What you have to do >>
From the line containing "Target: rider's shirt" through the last line of the entries, set down every line exactly and add nothing.

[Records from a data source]
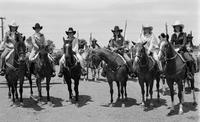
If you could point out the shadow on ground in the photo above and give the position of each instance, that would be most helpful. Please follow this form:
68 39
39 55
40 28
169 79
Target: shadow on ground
83 100
119 103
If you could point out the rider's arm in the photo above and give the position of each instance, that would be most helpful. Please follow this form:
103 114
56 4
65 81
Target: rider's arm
172 40
184 40
34 42
75 45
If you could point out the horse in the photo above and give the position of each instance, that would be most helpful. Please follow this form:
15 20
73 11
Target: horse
95 68
41 70
147 71
175 70
71 70
116 70
16 69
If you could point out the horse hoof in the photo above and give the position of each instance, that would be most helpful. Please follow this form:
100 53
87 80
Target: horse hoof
171 112
151 104
49 103
21 104
180 112
111 105
142 104
194 103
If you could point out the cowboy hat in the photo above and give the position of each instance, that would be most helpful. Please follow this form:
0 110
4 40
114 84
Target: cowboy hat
70 30
116 28
147 27
13 24
94 40
37 25
189 36
178 23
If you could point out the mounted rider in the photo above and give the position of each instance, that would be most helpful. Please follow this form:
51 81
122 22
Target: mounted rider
36 41
116 44
94 44
179 40
8 44
152 44
75 48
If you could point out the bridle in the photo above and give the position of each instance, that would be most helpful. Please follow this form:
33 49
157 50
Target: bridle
168 59
139 57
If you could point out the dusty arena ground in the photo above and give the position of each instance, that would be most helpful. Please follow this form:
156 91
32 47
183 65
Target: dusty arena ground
93 105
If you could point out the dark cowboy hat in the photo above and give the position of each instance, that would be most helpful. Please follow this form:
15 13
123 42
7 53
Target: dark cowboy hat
37 25
116 28
94 40
82 42
189 36
70 30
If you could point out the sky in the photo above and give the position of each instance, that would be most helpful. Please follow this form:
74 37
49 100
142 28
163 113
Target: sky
100 16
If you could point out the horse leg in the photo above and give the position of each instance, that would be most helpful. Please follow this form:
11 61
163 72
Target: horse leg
9 93
122 90
118 88
157 87
147 90
180 96
151 92
15 88
48 79
13 93
193 91
21 89
76 83
30 83
125 84
171 87
38 81
143 92
69 82
111 90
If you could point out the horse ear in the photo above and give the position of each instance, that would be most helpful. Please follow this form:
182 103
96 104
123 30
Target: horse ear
133 43
64 39
24 38
144 43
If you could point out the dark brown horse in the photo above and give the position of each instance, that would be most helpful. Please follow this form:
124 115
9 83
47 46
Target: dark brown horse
147 71
116 70
71 70
16 69
175 71
42 66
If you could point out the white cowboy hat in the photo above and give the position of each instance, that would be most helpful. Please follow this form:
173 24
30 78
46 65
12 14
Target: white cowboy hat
178 23
13 24
147 26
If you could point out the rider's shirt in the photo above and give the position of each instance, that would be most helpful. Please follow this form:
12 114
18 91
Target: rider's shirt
38 40
94 46
116 42
74 42
10 39
179 39
152 42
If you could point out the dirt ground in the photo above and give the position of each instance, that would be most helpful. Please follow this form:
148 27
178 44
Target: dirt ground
93 105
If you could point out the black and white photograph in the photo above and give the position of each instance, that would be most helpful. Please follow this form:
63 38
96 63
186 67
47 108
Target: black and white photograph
99 60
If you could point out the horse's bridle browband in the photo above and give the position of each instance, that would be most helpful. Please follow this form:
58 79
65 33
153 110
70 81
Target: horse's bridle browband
168 59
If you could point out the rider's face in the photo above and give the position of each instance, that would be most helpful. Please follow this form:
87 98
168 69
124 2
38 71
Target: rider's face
116 33
13 29
147 30
70 35
177 28
37 30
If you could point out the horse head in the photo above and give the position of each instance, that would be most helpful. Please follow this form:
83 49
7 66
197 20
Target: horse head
92 58
141 55
20 49
166 51
43 54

Output for this task >>
Target: rider's shirt
38 40
94 46
116 42
74 42
10 39
179 39
152 42
If you could point out the dirt ground in the photo above and give the position of each instance, that would be most helpful. Please follow this form:
148 27
178 44
Target: dirt ground
93 105
If you could point out the black and white photograph in the photo above and give the position of each instance, that would be most helpful. Please follow this form:
63 38
96 63
186 67
47 108
Target: black and white photograph
99 60
If you could point out the horse's bridle browband in the photo above and give the position of each instance, that would be most helpful. Please follow this form:
58 79
65 33
153 110
70 81
Target: horse's bridle browband
168 59
If you could point out the rider's face in the photo above and give the position of each instance, that would be most helpful. Please follow this form:
87 98
168 69
124 2
38 71
Target: rider's face
116 33
13 29
147 30
70 35
177 28
37 30
If you could point out the horse head in the photo above and give the position of each instance, that would be most helpful. Please follow this form:
83 49
7 66
197 20
Target: horse head
92 58
141 55
20 49
166 51
43 54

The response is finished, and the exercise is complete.